═════ Provided data ═════

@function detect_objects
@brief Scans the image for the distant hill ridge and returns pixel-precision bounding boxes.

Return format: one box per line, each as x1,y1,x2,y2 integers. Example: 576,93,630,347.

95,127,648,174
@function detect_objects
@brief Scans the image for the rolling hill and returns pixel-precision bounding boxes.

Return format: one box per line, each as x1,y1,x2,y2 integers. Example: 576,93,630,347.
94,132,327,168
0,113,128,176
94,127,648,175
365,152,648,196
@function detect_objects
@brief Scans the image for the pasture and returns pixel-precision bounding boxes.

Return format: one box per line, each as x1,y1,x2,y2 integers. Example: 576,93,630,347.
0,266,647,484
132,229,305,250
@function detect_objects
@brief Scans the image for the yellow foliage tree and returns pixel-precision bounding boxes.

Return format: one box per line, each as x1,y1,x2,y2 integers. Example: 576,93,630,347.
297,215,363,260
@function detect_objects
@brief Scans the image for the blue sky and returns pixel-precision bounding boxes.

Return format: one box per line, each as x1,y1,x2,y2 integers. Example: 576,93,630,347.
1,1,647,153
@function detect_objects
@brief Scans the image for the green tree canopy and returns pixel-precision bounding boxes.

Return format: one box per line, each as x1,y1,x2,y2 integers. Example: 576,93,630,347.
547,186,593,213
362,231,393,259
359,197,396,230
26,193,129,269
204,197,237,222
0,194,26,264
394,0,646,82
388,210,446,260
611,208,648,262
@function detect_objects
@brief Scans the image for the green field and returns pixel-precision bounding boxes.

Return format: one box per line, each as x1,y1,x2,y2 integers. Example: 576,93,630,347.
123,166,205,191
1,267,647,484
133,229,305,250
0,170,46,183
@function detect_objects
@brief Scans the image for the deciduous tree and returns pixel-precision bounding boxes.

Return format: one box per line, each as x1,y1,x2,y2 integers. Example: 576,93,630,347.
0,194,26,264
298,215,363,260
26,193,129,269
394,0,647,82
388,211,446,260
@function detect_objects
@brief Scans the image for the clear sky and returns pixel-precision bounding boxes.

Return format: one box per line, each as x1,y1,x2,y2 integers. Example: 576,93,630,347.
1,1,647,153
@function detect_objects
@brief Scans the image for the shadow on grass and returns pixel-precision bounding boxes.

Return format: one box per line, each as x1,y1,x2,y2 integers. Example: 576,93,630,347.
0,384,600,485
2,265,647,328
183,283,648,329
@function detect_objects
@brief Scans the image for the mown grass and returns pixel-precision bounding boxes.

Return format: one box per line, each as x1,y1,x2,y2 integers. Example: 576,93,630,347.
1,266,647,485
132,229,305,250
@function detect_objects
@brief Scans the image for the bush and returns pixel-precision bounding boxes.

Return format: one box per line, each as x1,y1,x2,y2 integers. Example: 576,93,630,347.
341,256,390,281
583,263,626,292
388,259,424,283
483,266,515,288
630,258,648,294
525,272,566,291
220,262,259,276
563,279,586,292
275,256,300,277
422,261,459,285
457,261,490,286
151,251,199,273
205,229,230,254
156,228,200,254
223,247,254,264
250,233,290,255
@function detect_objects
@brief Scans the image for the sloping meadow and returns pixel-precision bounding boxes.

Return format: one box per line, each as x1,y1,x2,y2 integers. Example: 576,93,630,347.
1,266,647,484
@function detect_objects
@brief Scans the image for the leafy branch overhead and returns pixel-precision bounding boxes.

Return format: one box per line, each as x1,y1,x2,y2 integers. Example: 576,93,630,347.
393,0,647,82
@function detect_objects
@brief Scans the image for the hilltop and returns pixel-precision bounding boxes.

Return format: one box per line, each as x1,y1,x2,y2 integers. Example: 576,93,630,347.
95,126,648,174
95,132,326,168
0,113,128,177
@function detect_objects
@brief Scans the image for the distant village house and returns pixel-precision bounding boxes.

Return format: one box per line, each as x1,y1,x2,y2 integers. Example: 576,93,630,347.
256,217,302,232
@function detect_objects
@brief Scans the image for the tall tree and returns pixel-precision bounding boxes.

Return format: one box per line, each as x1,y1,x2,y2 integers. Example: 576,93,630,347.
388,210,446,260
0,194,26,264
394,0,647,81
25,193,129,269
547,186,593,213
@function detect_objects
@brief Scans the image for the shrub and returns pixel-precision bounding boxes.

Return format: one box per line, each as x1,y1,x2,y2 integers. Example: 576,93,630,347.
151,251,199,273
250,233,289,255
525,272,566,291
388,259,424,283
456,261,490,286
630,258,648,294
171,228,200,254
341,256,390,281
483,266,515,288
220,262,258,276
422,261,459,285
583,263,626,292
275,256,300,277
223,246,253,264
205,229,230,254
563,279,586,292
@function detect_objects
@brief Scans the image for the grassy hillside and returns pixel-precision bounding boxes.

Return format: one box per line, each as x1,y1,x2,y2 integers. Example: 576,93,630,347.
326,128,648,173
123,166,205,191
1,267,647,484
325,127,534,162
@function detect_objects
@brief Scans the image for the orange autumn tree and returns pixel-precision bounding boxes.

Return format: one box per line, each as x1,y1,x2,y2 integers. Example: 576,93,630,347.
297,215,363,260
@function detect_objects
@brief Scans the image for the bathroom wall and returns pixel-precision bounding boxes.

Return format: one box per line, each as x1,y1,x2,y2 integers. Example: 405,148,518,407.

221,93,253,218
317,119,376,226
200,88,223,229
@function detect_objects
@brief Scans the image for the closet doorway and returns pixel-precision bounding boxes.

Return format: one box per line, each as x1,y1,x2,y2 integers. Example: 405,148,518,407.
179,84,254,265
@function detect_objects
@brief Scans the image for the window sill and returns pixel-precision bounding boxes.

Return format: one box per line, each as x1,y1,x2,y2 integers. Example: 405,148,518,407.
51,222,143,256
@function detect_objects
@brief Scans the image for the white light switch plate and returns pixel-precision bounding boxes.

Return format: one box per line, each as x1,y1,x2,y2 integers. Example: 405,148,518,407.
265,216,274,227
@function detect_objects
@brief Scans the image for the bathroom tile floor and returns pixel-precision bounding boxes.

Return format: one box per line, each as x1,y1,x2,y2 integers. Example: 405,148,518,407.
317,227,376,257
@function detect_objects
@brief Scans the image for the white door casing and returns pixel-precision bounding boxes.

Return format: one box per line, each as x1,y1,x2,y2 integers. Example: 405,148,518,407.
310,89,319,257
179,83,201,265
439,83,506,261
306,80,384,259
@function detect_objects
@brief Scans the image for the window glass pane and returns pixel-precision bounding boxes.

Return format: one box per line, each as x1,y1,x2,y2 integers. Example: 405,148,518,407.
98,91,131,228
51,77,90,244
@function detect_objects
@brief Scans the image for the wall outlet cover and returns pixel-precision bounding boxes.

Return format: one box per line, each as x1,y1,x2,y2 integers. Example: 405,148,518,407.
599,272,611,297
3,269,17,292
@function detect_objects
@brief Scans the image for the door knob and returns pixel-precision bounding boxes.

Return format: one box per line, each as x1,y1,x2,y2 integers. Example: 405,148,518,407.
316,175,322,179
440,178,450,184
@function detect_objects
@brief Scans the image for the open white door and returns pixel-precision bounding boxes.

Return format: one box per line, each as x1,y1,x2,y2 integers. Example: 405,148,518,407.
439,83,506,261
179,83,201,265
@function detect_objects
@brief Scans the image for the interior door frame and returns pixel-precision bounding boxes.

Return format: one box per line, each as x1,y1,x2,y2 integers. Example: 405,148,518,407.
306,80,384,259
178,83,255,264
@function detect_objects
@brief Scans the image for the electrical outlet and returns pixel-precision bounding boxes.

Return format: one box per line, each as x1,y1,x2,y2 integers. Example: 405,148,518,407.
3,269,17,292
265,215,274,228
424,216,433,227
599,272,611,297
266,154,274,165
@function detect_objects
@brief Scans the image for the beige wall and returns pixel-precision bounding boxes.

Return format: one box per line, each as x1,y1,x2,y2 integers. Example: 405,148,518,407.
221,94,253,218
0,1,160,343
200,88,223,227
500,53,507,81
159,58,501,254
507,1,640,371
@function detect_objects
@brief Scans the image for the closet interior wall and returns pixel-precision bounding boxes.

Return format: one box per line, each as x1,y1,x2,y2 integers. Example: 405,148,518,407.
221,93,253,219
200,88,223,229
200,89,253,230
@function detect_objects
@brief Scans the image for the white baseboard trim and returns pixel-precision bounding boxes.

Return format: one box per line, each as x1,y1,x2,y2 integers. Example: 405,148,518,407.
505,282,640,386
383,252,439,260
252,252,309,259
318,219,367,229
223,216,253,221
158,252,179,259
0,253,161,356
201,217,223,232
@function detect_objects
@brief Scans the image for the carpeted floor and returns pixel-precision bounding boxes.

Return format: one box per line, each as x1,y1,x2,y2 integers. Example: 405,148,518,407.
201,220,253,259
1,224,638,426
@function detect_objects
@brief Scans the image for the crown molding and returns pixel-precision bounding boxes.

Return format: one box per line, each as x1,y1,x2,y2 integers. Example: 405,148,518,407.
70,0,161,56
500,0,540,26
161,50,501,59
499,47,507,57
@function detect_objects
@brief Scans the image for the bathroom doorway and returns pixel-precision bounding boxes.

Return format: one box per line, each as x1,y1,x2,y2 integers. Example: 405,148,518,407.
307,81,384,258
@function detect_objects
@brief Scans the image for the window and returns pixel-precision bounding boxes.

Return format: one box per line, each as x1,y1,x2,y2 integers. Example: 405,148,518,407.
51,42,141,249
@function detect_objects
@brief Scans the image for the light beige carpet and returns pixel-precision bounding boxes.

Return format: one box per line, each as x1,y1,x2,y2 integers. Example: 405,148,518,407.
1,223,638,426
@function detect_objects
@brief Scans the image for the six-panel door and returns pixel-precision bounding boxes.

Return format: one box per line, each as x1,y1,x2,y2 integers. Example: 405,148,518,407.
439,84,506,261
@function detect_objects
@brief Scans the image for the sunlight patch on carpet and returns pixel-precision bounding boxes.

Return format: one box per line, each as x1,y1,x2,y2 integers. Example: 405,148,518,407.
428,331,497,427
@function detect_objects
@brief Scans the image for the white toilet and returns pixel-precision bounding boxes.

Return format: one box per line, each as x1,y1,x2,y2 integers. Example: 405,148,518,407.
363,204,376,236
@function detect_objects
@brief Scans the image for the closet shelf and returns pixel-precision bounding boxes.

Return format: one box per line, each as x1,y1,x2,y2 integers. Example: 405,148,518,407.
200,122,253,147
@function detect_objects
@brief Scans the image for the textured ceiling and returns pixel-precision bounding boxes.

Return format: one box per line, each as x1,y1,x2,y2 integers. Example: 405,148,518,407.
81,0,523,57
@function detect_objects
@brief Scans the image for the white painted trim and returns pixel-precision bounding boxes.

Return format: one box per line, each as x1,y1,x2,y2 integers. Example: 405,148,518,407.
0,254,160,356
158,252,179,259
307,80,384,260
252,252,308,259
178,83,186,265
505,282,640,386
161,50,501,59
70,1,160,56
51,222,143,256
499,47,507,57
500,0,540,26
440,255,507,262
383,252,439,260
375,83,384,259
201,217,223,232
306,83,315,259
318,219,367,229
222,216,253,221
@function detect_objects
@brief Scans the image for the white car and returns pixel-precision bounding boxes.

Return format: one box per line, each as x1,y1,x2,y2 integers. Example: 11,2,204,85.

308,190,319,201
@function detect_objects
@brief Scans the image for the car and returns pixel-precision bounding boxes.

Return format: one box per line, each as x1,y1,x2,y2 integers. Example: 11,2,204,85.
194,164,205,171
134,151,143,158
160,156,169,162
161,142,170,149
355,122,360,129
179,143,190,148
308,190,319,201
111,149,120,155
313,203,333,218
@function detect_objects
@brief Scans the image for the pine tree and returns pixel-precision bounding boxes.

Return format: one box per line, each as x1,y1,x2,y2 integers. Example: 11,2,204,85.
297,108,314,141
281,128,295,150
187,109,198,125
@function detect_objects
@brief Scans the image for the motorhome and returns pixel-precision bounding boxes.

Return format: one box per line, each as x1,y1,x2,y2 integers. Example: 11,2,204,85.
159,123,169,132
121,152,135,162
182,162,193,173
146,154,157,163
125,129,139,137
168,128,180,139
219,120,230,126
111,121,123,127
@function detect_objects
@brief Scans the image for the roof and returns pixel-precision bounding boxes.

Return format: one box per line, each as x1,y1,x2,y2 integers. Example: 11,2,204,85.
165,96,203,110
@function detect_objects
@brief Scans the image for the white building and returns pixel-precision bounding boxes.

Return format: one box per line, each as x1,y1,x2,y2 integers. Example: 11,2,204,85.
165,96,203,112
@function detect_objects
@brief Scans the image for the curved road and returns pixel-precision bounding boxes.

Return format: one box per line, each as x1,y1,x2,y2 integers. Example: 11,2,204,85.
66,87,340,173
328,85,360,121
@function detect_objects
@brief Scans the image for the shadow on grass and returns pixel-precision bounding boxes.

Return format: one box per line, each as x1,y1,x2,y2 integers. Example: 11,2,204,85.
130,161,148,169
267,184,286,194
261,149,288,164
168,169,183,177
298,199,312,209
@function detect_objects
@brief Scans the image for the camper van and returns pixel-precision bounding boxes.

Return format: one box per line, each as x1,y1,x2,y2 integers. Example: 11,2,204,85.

═════

**What needs to be done:** Starting from the data above, filter for lines with "closet" and copy each one.

**Exercise output:**
@brief Scans the image for the closet doorway and returns pixel-precision bounding boxes.
@brief Scans the image for the closet interior wall and returns pixel-precision bounding boxes.
@brief Scans the image for the closet shelf and returns pixel-precision bounding boxes.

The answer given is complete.